# QUOTED PASSAGE:
····················

With them, he tried on his own to forward God’s kingdom. Mostly he failed. God had indeed called him but could not have chosen or sent him then to preach, and much less witness to and be, the Good News. He hadn’t received enough of Christ’s wisdom and godliness to do a credible job in Christ’s mission. And God would not let him succeed on his own terms. He won’t stand for another God.
The author was once called by God in his early ‘20s to be on special mission with Christ. Now, he is still reviving hopes of being sent to the same, but more universal, mission.
His intention in this brief self-revelation is to testify to a life which has become a salutary object lesson to him. He was a Jesuit religious from age 21; a Catholic priest, from 34; and continued to be both until he was 55 when he asked for and was released from his religious vows and dispensed by the Holy See from his priestly responsibilities.
The years of his priesthood would be the most fruitful years for most people. His was self-gratifying but nearly empty. Unlike Pope John Paul II, he was not as faithful in preparing to become a true follower and disciple of Christ as he should have been.
Consequently, he did not reap the full benefits of his religious and priestly vocations. He does not doubt anymore that his so called ‘loss of vocation’ was the consequence of his failure to pray for and build with the help of the Holy Spirit his faith in his complete dependence on God for the success of his mission with Christ. Fortunately not even the Holy See, nor would even God, revoke the author’s call to become a faithful follower and Lay Apostle on mission with Christ.

····················

# RECORD SET:
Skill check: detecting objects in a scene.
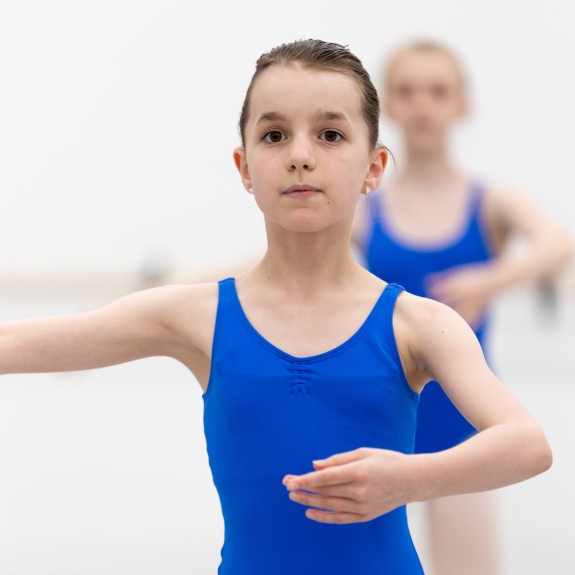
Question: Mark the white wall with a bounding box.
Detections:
[0,0,575,278]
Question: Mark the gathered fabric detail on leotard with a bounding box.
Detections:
[204,279,423,575]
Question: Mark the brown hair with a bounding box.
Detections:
[239,40,379,149]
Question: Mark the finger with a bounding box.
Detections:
[313,449,365,470]
[283,468,350,492]
[289,491,357,513]
[305,509,371,525]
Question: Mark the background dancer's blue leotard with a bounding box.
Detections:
[361,185,494,453]
[204,279,423,575]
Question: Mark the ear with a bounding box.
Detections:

····················

# GIVEN REQUEST 1:
In the account of the author's priestly vocation, at what age did he become a Catholic priest?
# GIVEN REQUEST 2:
Pick up the account of the author's priestly vocation after its final sentence and keep writing.
The listing has no connection to the account of the author's priestly vocation.

# WRITTEN REPLY 1:
He became a Catholic priest at 34.

# WRITTEN REPLY 2:
Given the opportunity, through these articles, to retrace Christ’s footsteps, I thank God for my new lease in my heavenly sonship with Christ. I thank God for looking mercifully at my hypocrisy each time I preached the Word of God.
True, I probably did know more about God than those I presumed to preach to. But they, most probably, knew who God was more than I did then.
I was too busy with, and too proud doing, my thing to listen to the truth that I was still not fit to be sent. Neither did I bother to be in the company of God who was and is always with me in Christ. I also turned deaf ear to the Holy Spirit whose temple I was; again because I was too busy with my thing outside that temple and did not bother to withdraw into it everyday to consult about, and pray for grace to obey, the will of God for me. So I was not equipped with the Holy Spirit’s gift of Christ’s wisdom, power and goodness.
Now, while waiting to be sent, I am learning to find my peace through God’s gift of a growing trust and confidence in the truth that God is good and has always loved me as if I were the only person in the world.
Being infinite, God does not have to apportion his time for me with the rest of his creation. God does not owe me anything and would get nothing by holding back a portion of his godly gifts. So God must want to give all of Him that I could receive. God knows and owns everything so that anything that ever happens to me has to be the very best that God had decided from all eternity to give. So what is there to be afraid of? If God is for us, and Christ assures that He is, who can be against us? (Rom. 8:21).
I now enjoy the pleasant feeling that the articles I am writing are inspired by the Holy Spirit. Christ says that we should not worry what to say (or write). When the time comes that God wants us to write, his Holy Spirit will supply the words (Mt. 10:19-20; Luke 12:11-12).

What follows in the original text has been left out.